# START OF DATA LISTING

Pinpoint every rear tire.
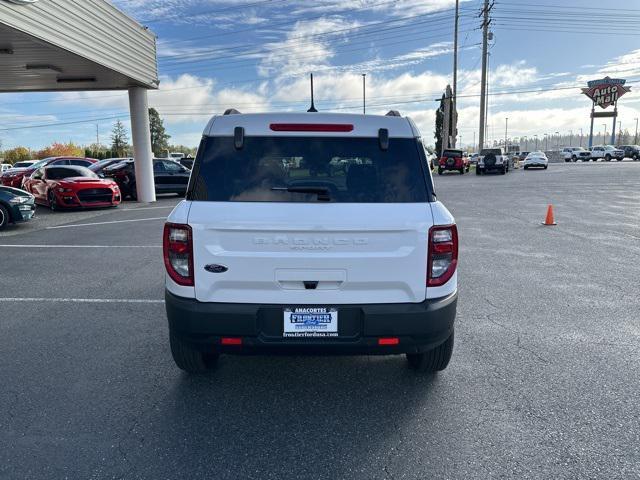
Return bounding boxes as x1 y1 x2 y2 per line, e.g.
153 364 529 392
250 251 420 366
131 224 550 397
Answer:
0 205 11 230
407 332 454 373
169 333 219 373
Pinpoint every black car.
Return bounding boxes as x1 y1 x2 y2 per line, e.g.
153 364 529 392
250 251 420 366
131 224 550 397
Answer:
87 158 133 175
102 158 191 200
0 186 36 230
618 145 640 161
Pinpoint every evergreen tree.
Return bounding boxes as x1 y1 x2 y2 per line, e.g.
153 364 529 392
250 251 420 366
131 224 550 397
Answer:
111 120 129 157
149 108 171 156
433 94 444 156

# END OF DATA LISTING
# START OF DATA LISTING

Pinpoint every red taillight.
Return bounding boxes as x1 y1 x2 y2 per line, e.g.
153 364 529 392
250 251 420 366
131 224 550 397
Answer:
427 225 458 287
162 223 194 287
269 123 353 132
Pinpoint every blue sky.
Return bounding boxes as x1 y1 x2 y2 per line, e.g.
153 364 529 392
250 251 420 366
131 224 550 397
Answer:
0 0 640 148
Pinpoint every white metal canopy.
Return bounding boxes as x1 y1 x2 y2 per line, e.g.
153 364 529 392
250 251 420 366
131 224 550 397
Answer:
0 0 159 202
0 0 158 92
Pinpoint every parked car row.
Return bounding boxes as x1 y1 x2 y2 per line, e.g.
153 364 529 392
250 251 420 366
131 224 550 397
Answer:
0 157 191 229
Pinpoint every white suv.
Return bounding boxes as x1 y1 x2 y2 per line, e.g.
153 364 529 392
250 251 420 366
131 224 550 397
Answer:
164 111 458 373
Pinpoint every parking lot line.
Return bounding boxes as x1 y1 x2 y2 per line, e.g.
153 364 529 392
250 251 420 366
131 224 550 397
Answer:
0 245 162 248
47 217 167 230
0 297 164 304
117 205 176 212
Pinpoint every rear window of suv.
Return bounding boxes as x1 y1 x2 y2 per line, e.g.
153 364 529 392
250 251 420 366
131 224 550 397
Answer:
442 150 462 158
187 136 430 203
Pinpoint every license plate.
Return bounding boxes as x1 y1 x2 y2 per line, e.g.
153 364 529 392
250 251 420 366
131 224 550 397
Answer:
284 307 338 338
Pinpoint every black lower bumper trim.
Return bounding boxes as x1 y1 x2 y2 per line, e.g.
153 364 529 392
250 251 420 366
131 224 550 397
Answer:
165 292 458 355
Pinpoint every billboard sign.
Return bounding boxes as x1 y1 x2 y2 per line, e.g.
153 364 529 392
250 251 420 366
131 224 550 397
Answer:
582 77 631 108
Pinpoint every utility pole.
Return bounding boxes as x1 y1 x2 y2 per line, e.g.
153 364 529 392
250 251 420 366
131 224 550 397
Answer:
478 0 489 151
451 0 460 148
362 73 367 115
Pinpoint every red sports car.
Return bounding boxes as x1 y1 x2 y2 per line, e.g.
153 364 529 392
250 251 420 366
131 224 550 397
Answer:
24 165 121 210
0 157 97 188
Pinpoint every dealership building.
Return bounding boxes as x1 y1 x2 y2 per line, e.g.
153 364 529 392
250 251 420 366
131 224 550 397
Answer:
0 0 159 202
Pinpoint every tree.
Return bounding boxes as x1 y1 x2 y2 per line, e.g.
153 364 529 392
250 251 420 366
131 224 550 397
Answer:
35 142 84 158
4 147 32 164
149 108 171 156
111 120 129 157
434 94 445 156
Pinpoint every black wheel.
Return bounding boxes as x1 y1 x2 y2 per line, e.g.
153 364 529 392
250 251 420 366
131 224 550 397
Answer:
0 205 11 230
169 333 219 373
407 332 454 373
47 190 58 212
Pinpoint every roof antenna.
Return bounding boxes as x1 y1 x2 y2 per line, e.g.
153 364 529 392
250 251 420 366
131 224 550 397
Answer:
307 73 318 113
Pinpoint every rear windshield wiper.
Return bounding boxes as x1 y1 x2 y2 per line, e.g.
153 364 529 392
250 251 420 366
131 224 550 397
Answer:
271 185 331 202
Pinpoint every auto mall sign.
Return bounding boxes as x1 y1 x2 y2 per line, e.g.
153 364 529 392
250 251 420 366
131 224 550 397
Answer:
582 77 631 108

# END OF DATA LISTING

**EXERCISE PROMPT:** Please write out the part of the listing that opens with the line containing "Pinpoint every rear tire." and closes with the line containing "618 145 640 161", replacing "Pinpoint" with "Locate" and keeping everything else the same. Leave the pictures out of your answer.

**FINISHED TASK:**
Locate every rear tire.
Return bounding boxes as x1 y1 x2 y2 per line, e.g.
153 364 529 392
250 251 420 366
131 224 550 397
Answer:
0 205 11 230
407 332 454 373
169 333 219 373
Locate every black car.
Return bounding boxes as x1 y1 x2 y2 per line, e.g.
153 364 529 392
250 251 420 366
131 224 550 397
Answer:
87 158 133 175
102 158 191 200
0 186 36 230
618 145 640 161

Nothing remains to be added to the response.